§ WORK TO COMPLETE: In the records below, find the line containing "Target: arched chapel". Output it and every line after it to the end, unchanged, with no pictures.

§ MATERIAL SHOWN:
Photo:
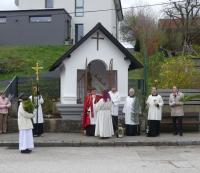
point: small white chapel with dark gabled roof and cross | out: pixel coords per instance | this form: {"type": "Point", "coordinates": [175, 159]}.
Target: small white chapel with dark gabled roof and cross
{"type": "Point", "coordinates": [98, 55]}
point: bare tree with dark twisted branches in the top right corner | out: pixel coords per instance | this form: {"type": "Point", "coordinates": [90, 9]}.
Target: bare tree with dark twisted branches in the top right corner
{"type": "Point", "coordinates": [185, 16]}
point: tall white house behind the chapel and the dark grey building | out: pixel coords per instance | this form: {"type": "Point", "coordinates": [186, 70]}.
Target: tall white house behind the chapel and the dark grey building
{"type": "Point", "coordinates": [85, 13]}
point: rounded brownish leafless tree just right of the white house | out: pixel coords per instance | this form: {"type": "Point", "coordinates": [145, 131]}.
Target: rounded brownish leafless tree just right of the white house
{"type": "Point", "coordinates": [142, 26]}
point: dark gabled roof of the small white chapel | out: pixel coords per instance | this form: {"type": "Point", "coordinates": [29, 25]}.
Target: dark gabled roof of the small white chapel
{"type": "Point", "coordinates": [128, 56]}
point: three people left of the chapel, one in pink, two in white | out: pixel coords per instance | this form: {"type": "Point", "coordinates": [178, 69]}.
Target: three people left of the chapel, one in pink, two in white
{"type": "Point", "coordinates": [30, 118]}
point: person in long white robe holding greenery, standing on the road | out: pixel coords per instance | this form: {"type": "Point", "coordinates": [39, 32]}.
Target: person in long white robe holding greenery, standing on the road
{"type": "Point", "coordinates": [25, 126]}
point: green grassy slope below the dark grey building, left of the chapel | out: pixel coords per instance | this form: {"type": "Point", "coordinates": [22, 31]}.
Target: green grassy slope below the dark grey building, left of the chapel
{"type": "Point", "coordinates": [18, 60]}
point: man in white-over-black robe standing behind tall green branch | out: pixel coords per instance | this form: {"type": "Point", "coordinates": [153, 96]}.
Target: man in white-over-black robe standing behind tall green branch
{"type": "Point", "coordinates": [132, 110]}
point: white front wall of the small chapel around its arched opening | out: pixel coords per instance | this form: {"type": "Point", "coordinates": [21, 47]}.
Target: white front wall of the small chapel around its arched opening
{"type": "Point", "coordinates": [88, 50]}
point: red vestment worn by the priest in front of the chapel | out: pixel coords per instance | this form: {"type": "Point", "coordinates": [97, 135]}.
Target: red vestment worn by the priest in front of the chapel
{"type": "Point", "coordinates": [88, 103]}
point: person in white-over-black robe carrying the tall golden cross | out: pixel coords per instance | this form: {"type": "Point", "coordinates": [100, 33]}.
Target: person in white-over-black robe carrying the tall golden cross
{"type": "Point", "coordinates": [38, 120]}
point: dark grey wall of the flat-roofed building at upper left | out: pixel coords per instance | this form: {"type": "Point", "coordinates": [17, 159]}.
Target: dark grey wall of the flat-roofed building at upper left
{"type": "Point", "coordinates": [18, 30]}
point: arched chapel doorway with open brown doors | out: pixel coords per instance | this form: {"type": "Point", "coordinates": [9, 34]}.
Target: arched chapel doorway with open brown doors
{"type": "Point", "coordinates": [96, 74]}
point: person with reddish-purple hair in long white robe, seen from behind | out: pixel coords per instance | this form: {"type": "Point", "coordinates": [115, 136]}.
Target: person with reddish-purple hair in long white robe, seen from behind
{"type": "Point", "coordinates": [104, 126]}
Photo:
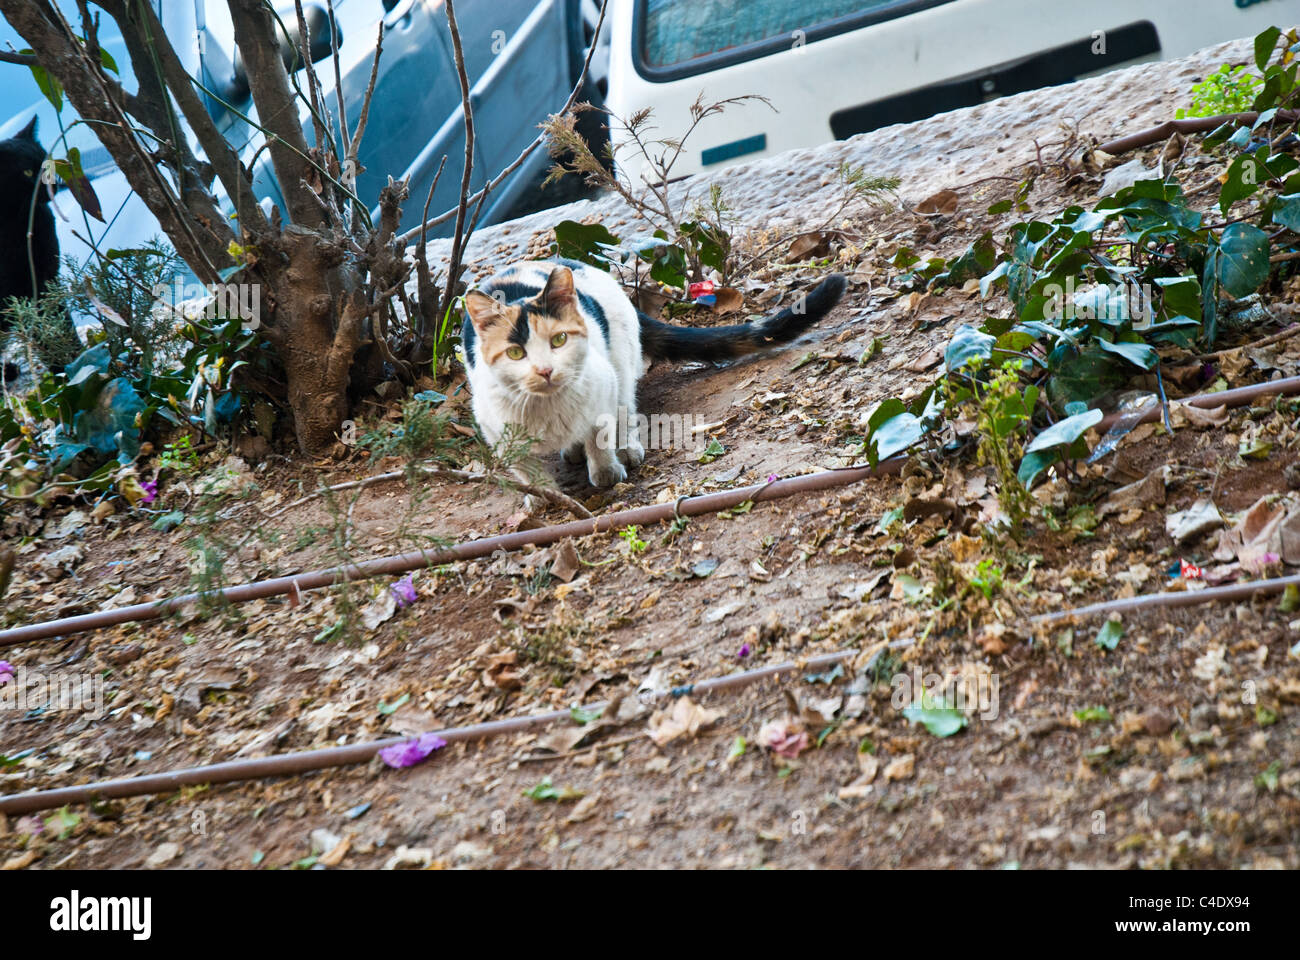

§ RESPONSE AREA:
Target: arched chapel doorway with open brown doors
{"type": "Point", "coordinates": [96, 74]}
point: person with reddish-purple hair in long white robe, seen from behind | out: pixel coords per instance | this form: {"type": "Point", "coordinates": [115, 136]}.
Target: person with reddish-purple hair in long white robe, seen from behind
{"type": "Point", "coordinates": [104, 126]}
Photo:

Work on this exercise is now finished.